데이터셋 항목
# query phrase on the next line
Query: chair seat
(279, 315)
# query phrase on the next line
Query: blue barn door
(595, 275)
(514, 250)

» 과제 목표:
위 레코드의 모든 줄을 Query 줄까지 포함해 다시 적되, 답에 나온 좌표는 모두 0.55를 곱해 축소하세요. 결과는 정수로 반올림하고 0.5는 올림으로 처리하세요.

» 과제 풀이:
# query phrase on the next line
Query: chair seat
(153, 173)
# query phrase on the next line
Query: blue barn door
(327, 151)
(283, 138)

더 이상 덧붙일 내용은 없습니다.